Goal of the exercise: Every record must be transcribed in its entirety, apart from the images, which are to be omitted.

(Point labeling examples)
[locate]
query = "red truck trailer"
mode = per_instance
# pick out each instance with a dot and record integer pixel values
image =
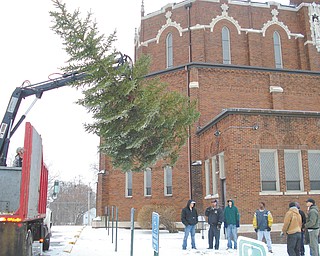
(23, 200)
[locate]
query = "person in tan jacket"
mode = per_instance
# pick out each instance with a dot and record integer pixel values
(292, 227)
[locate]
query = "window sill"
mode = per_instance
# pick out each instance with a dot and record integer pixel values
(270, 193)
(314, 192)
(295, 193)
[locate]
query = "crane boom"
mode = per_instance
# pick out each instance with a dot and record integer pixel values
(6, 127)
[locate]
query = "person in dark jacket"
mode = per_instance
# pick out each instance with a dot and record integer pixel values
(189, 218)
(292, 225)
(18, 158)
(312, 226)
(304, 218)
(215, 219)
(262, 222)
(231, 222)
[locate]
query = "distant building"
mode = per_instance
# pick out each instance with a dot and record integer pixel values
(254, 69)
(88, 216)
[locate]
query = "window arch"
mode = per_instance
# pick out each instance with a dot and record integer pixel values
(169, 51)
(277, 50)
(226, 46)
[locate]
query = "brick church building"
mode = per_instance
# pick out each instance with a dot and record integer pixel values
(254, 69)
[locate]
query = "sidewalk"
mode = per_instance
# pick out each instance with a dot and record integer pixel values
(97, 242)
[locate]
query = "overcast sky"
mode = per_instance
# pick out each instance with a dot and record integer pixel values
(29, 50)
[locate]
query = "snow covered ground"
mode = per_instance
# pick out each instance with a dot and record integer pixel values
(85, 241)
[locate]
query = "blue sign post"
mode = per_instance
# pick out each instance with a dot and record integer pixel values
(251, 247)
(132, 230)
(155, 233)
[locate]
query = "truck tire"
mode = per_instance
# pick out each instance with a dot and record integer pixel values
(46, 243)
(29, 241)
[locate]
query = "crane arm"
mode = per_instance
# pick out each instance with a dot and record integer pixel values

Response to the task:
[locate]
query = "red truck trailer"
mode = per_instance
# pick out each instance with a dot and record integer pixel values
image =
(23, 200)
[locate]
query = "person in tan jacket"
mode = per_instance
# pick out each instance with a dot and record integer pixel values
(292, 227)
[locate]
query = "window sill"
mode = per_instance
# pick out each instance with a dot and record integer pixel values
(270, 193)
(314, 192)
(295, 193)
[locate]
query = "crane boom"
mode = per_instance
# pick out each instance with a dot and record integer pixel values
(6, 127)
[locate]
query = "person in dark jacket"
mode = per_instance
# pick out each instance with a dot and record integer pixel values
(189, 218)
(292, 225)
(18, 158)
(312, 226)
(304, 218)
(215, 219)
(262, 222)
(231, 222)
[locate]
query = "distant building"
mode = per_instance
# pick out each instance with a dot and record integer pixel values
(254, 69)
(88, 216)
[locate]
query = "window arch"
mode = per_instance
# pick out each instance with a dot and record integer pixel values
(169, 51)
(277, 50)
(226, 46)
[locate]
query = "brick church building"
mode = per_instance
# pick out each instance with a dot and record integer pixel values
(254, 69)
[locate]
query = "sidewalk"
mode = per_instance
# pick out each instance with a dot and record integer pixel values
(97, 242)
[locate]
query = "overcast sky"
mode = per_instance
# pick out each instance with a dot and record integer pixel values
(29, 50)
[locate]
query = "snow covered ground"
mode = per_instance
# pick out each instance with a dot and record integer pixel values
(85, 241)
[locate]
query = "blue sign post"
mode = per_instance
# pick out each instance with a dot and record integer pixel values
(251, 247)
(132, 230)
(155, 233)
[locate]
query = "truck tire"
mode = per_instance
# pick out each instance with a dot and record integer pixel values
(46, 243)
(29, 241)
[locate]
query = "crane arm"
mode = per_instance
# pick out each instance with a dot and record integer pixel values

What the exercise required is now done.